Task instructions
Repeat verbatim every line of the material, beginning at the line that holds "query: the noun phrase to segment: long" and ending at its last line.

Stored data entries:
______________________________

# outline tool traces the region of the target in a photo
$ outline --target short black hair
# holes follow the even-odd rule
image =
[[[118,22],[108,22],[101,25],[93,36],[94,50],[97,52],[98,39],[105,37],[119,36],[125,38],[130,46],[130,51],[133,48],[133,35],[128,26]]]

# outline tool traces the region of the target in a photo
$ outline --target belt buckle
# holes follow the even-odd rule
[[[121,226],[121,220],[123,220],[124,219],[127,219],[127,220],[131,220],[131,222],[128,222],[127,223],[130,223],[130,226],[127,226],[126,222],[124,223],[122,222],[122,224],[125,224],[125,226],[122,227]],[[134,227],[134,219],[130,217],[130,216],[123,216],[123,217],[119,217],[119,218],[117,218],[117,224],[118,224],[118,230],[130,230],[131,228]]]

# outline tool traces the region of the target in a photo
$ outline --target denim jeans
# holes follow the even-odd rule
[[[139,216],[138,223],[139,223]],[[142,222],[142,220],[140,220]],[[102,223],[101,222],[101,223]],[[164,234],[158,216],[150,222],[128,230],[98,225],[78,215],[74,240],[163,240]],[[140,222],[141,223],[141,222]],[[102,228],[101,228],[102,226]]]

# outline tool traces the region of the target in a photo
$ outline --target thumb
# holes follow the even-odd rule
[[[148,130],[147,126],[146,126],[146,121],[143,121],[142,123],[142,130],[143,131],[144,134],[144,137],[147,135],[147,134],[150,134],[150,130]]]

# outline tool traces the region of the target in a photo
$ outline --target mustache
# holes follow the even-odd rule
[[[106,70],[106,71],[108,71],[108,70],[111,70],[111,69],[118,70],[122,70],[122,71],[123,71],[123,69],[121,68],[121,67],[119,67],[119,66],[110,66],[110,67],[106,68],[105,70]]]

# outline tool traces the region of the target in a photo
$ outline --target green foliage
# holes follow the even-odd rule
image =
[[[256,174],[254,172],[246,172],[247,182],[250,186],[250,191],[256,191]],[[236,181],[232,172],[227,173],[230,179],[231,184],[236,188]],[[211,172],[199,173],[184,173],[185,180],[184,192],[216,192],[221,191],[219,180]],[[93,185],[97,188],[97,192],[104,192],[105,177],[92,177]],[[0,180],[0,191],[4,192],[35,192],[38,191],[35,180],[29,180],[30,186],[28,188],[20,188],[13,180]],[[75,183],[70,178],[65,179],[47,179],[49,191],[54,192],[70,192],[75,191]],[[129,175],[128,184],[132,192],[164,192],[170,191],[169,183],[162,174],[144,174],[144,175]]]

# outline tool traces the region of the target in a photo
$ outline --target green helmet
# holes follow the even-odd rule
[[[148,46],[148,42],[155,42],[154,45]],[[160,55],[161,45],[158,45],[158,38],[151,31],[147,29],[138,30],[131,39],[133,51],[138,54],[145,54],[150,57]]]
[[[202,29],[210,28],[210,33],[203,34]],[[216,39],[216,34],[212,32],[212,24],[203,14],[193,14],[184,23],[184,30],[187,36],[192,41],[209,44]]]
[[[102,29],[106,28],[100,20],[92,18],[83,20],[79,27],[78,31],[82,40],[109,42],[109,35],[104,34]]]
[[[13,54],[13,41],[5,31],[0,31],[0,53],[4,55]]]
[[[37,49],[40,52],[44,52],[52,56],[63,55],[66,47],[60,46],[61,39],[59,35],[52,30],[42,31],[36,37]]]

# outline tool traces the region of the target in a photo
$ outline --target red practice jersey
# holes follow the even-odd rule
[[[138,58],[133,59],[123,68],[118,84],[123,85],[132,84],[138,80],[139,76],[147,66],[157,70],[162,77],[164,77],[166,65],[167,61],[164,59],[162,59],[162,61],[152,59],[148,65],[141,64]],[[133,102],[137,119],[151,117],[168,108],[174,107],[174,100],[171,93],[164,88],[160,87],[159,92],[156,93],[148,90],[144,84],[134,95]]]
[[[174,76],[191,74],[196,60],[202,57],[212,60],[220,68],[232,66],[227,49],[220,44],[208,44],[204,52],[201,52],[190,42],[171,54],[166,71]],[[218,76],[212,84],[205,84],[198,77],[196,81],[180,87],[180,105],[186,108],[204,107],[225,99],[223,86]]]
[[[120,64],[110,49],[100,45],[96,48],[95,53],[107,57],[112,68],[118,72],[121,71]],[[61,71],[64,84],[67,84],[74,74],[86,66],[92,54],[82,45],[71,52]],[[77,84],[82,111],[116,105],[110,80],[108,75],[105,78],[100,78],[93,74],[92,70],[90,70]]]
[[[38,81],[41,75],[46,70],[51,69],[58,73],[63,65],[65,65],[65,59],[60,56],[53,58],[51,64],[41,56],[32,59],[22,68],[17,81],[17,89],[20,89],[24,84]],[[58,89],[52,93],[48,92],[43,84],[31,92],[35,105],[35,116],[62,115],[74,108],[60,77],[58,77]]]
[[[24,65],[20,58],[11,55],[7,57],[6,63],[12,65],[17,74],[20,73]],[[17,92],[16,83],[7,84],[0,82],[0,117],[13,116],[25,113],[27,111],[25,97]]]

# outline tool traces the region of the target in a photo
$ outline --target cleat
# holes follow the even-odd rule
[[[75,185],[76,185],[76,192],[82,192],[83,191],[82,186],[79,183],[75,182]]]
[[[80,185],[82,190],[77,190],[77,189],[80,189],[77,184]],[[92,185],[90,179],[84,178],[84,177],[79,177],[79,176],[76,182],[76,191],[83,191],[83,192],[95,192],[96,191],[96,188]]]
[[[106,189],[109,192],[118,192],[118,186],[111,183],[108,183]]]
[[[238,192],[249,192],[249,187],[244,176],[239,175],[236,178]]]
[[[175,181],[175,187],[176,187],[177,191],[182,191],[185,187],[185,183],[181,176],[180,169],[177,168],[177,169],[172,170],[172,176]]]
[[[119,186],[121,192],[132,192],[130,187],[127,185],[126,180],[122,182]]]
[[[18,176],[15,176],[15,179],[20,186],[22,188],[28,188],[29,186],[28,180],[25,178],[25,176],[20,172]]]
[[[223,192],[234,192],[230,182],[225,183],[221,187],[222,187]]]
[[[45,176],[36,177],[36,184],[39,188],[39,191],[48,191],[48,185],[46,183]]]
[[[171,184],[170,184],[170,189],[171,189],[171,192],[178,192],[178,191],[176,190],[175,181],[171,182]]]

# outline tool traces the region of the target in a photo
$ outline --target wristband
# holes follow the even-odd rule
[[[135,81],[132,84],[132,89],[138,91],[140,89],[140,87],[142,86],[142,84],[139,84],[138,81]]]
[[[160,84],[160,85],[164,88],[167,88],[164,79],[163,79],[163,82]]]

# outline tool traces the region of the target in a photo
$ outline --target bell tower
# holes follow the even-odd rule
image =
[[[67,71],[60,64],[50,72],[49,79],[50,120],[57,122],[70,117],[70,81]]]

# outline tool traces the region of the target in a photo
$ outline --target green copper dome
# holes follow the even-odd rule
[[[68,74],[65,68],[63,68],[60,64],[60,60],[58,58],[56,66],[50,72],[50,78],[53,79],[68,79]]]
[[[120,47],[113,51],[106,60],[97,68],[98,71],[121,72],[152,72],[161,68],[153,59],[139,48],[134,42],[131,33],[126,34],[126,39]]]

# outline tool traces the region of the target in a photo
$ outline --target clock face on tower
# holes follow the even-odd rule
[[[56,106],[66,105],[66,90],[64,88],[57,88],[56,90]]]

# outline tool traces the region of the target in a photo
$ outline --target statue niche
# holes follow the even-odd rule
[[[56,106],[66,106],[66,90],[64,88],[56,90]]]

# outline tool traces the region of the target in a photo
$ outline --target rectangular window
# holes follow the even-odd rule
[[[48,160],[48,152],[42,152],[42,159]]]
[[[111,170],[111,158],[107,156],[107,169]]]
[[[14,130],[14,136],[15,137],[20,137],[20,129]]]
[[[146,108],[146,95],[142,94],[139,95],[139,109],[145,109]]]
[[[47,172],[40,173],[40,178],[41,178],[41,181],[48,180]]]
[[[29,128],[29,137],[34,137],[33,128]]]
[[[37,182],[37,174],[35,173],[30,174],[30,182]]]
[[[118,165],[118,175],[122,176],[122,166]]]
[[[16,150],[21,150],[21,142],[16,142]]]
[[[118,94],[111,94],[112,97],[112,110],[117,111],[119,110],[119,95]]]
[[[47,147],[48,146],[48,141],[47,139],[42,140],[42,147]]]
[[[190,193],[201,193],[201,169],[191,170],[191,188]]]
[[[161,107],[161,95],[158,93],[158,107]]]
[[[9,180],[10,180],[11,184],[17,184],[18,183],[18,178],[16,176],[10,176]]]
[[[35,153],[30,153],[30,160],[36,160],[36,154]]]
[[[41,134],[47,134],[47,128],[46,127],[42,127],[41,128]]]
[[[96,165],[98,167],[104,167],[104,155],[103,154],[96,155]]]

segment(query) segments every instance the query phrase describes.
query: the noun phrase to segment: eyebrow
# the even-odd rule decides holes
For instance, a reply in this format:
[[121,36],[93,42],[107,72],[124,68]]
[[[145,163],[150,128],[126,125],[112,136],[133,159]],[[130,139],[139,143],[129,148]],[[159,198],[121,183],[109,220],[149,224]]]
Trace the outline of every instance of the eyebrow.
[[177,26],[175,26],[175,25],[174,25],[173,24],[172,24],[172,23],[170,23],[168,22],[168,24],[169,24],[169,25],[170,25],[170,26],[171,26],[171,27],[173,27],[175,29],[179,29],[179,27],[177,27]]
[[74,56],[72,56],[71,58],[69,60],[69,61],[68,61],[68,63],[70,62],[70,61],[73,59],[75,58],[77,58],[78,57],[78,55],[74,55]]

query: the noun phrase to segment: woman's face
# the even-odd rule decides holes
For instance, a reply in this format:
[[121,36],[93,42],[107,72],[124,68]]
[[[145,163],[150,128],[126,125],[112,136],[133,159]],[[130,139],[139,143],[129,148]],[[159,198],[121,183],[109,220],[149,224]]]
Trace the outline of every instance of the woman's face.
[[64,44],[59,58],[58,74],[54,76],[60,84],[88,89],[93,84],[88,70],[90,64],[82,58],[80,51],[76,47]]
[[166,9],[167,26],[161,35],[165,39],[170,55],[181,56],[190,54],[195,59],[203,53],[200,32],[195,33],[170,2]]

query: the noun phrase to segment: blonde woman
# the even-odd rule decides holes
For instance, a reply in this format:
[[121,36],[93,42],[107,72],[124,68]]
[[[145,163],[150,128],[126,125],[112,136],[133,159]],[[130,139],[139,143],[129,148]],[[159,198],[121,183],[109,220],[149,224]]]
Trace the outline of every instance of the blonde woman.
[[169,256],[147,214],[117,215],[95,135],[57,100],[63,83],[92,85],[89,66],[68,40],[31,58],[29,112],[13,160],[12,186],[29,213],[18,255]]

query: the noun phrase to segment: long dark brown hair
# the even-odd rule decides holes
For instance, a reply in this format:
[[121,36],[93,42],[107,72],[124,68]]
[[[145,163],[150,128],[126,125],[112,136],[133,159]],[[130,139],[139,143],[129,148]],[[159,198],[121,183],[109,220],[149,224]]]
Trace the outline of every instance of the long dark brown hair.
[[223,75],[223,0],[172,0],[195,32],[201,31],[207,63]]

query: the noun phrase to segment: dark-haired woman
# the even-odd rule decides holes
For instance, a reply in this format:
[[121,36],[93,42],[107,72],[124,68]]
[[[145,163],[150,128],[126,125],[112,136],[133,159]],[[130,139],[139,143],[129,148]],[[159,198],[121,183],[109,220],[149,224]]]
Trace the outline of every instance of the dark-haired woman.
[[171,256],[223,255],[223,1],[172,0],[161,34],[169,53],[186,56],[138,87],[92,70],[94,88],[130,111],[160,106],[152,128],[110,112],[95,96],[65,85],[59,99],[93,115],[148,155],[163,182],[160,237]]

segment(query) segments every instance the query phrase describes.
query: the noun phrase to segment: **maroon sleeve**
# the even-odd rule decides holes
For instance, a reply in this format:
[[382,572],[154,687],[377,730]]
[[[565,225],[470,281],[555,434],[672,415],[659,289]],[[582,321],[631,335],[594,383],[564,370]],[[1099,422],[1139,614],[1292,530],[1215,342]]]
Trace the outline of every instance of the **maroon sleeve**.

______________________________

In response
query: the noun phrase to segment: long dark brown hair
# the even-odd rule decides holes
For instance, a reply in this format:
[[121,36],[93,42],[107,72],[124,68]]
[[[145,163],[150,128],[126,125],[112,136],[133,159]],[[130,139],[139,143],[129,148]],[[159,198],[121,183],[109,220],[149,224]]]
Trace the outline of every instance of the long dark brown hair.
[[223,75],[223,0],[172,0],[195,32],[201,31],[207,63]]

query: the noun phrase to segment: dark-haired woman
# the even-odd rule decides holes
For instance, a reply in this format:
[[121,36],[93,42],[107,72],[124,68]]
[[[145,163],[150,128],[126,125],[112,136],[133,159]],[[130,139],[139,143],[129,148]],[[159,198],[121,183],[109,220],[149,224]]]
Trace the outline of every instance of the dark-haired woman.
[[171,256],[223,255],[223,1],[172,0],[161,34],[169,53],[186,56],[138,87],[92,70],[94,88],[130,111],[160,106],[152,128],[110,112],[95,96],[65,85],[59,99],[93,115],[148,155],[163,182],[160,237]]

segment(query) segments every instance the query phrase describes.
query: the noun phrase to segment: **maroon sleeve**
# the even-odd rule decides holes
For instance, a reply in this format:
[[382,572],[154,687],[377,730]]
[[[565,225],[470,281],[555,434],[672,415],[659,289]],[[582,321],[631,335],[594,383],[564,370]],[[1099,422],[1139,614],[1292,530],[1215,342]]]
Trace the outline of every instance of the **maroon sleeve**.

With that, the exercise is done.